RAW DATA:
Segment Open

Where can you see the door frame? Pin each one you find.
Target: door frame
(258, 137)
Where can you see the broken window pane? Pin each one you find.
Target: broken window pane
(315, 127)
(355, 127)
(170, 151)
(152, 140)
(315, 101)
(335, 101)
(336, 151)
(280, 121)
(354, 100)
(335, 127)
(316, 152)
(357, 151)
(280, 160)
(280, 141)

Segment Closed

ASSIGNED TASK:
From the first line to the last, repeat the records exactly.

SOLVED EXERCISE:
Where can you see the door frame? Pin each one you find.
Target: door frame
(258, 137)
Where can you see the broken window pane? Pin each one you find.
Target: broken window pane
(315, 127)
(355, 127)
(170, 151)
(152, 140)
(315, 101)
(335, 101)
(336, 151)
(280, 121)
(354, 100)
(335, 127)
(316, 152)
(357, 151)
(280, 160)
(280, 141)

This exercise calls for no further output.